(Available data Opens)

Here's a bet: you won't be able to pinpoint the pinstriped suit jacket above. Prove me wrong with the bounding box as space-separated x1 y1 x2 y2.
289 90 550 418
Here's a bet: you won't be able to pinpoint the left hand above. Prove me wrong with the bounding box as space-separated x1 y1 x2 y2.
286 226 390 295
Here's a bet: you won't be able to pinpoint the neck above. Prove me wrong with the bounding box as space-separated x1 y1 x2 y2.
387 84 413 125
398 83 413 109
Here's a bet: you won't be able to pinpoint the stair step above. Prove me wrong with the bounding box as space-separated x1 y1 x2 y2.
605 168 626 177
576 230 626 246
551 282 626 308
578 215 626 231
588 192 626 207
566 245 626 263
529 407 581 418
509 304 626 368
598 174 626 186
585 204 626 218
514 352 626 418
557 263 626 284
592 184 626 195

(Available data Closes)

Your reply must repeat the records above exactly and in full.

Here's a bet: you won't be able to pinpoint the pinstriped suit jacket above. Prove me wrong with the bounding box as space-separated x1 y1 x2 y2.
289 90 550 418
Here's a bet: you won't be able to pinpoint the left hand above. Prove me wrong with the bounding box as space-separated x1 y1 x2 y2.
286 226 390 295
Here's a bet: you won't be able to pinpoint the neck above. Prove me wrong with the bounding box as space-separated x1 y1 x2 y2.
387 84 413 125
398 83 413 109
Here's a bet: you won't be able to pinpoint the stair step above. Prove me wrong with the bounding box as space-separated x1 y1 x2 y2.
605 168 626 177
576 230 626 246
551 282 626 308
578 215 626 231
588 192 626 207
566 245 626 263
529 407 581 418
509 304 626 368
598 174 626 186
585 204 626 218
514 352 626 418
557 263 626 284
592 184 626 195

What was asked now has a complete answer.